Given information:
>>

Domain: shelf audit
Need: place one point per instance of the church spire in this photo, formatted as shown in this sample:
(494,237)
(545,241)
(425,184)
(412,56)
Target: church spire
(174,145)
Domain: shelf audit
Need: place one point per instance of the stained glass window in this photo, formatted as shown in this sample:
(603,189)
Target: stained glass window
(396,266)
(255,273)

<<

Short task: Copy out all of the rows above unchanged, keeping every line in its original order and form.

Task output:
Domain: shelf audit
Need: place one point per instance of the church spire in this photo, formatted as shown in this sample:
(494,237)
(545,241)
(425,184)
(412,56)
Target: church spire
(174,145)
Domain: shelf audit
Need: place one point per instance of the stained glass window in this photo, formatted as shown in this sample:
(603,189)
Target: stained glass window
(396,266)
(255,273)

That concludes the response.